■ ITEMS ■
* * * * * * * * *
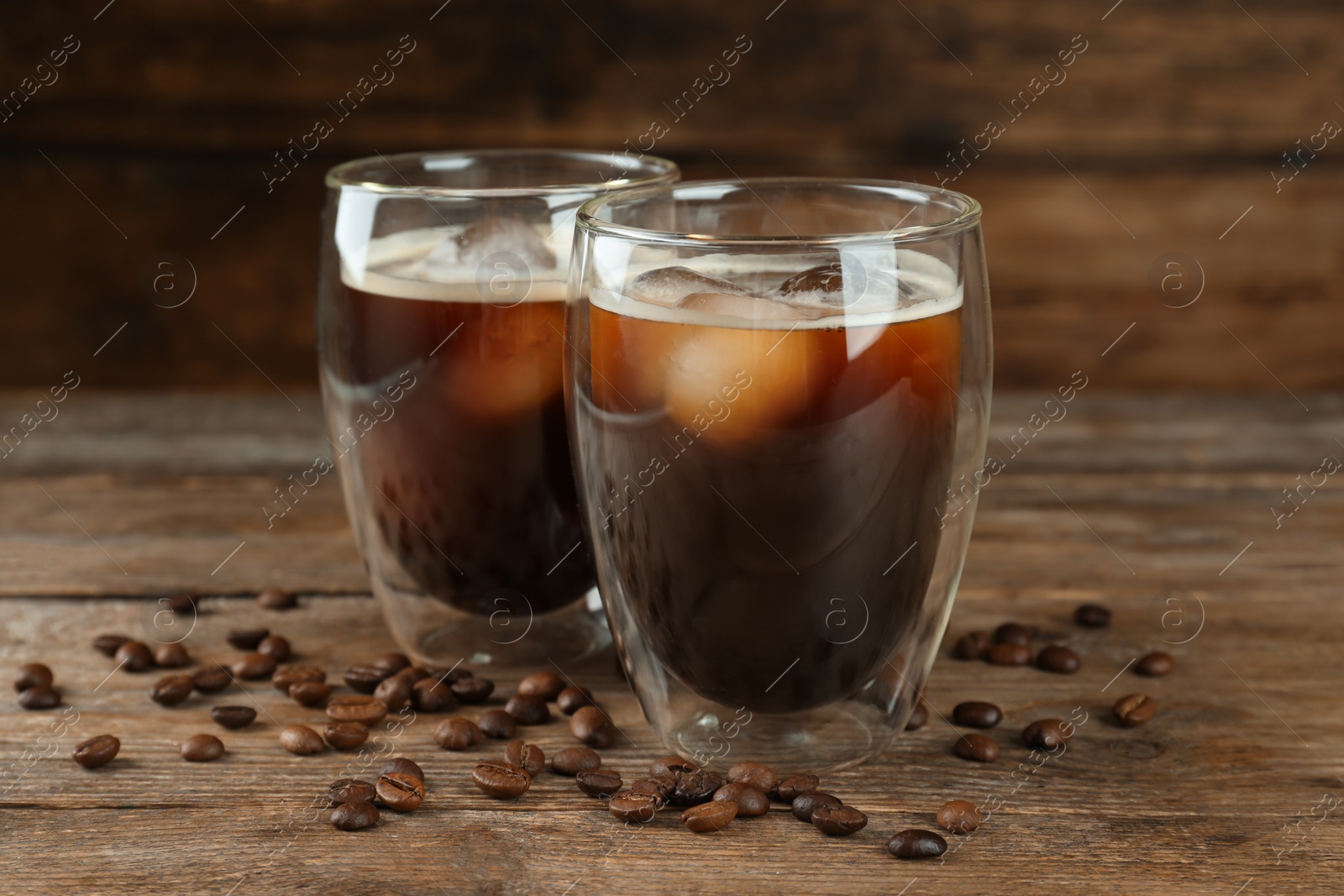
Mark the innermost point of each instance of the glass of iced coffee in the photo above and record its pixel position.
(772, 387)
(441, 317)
* * * * * * * * *
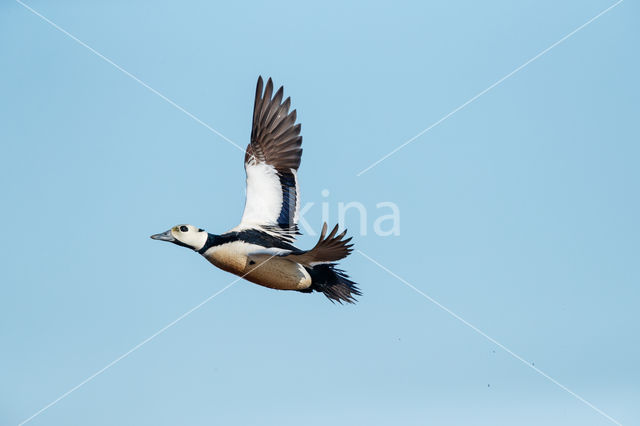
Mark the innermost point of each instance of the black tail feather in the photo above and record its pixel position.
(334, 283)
* * * * * * * * *
■ WRITTEN TASK ■
Pull out each line of the records that contains the string "above", matching case exactly.

■ WORKED ANSWER ■
Mark the innermost point of each instance of the glass of iced coffee in the photo above and record its pixel position.
Mark the innermost point of each instance of the black tail feather in the photo above and record its pixel position.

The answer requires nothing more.